OBJECTIVE:
Lay out the material below as a Markdown table with two columns, Row and Line. Begin at the first line of the material, stop after the line that contains "M 96 144 L 90", and leave out any blank lines.

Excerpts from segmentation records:
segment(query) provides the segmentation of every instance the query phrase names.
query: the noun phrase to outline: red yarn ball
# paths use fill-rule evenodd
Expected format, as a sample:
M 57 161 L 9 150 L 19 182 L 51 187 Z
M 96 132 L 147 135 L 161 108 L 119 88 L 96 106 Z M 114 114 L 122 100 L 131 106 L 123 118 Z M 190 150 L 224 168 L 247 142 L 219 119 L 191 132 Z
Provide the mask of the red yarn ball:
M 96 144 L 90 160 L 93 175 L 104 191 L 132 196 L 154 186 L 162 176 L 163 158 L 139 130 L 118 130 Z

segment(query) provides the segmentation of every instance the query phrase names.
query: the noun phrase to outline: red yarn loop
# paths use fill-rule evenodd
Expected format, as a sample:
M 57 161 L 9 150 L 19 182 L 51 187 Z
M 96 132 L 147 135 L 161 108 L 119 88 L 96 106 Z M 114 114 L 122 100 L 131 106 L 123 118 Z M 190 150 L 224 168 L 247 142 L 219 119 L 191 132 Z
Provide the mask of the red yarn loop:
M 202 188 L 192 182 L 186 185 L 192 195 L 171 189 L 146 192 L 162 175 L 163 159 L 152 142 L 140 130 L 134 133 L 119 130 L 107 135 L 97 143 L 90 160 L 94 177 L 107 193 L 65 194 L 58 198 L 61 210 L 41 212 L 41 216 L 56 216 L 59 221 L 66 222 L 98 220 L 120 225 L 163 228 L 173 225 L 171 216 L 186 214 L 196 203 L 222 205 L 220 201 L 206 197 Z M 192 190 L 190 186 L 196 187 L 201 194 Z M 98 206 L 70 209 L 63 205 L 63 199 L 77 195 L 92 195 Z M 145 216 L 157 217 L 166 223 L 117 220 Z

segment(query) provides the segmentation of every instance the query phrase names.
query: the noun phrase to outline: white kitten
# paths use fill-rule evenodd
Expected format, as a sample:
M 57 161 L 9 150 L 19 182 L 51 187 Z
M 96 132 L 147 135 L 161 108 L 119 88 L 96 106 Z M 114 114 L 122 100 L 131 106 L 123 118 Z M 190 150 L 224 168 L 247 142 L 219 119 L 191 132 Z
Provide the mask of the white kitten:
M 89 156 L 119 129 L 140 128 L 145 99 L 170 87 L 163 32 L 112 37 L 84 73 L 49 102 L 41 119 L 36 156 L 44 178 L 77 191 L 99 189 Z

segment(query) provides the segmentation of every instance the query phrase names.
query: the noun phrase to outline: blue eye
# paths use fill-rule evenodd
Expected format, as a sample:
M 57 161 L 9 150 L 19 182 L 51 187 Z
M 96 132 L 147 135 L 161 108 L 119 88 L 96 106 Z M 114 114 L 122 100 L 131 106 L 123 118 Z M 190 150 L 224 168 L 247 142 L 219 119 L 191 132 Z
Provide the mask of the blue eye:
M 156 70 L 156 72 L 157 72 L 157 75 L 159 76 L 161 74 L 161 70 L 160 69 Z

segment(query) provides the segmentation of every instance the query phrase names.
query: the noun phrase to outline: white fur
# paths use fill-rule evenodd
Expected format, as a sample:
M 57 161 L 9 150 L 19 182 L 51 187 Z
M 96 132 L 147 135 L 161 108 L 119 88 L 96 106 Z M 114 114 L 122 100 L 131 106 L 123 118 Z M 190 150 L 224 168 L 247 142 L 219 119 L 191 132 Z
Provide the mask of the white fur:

OUTPUT FOR THIS EXERCISE:
| Row | Line |
|---|---|
| 1 | segment(query) provides the segmentation of every instance the query phrase names. |
| 2 | query: the noun phrase to outline: red yarn ball |
| 3 | # paths use fill-rule evenodd |
| 4 | Expected format, as a sample: |
| 5 | M 57 161 L 9 150 L 19 182 L 51 187 Z |
| 6 | M 96 132 L 147 135 L 161 108 L 119 88 L 96 106 Z M 114 114 L 122 100 L 131 106 L 123 118 Z M 190 150 L 224 168 L 247 142 L 219 119 L 191 132 Z |
| 7 | Provide the mask of the red yarn ball: |
| 8 | M 96 144 L 90 160 L 93 175 L 104 191 L 132 196 L 154 186 L 162 176 L 163 158 L 139 130 L 118 130 Z |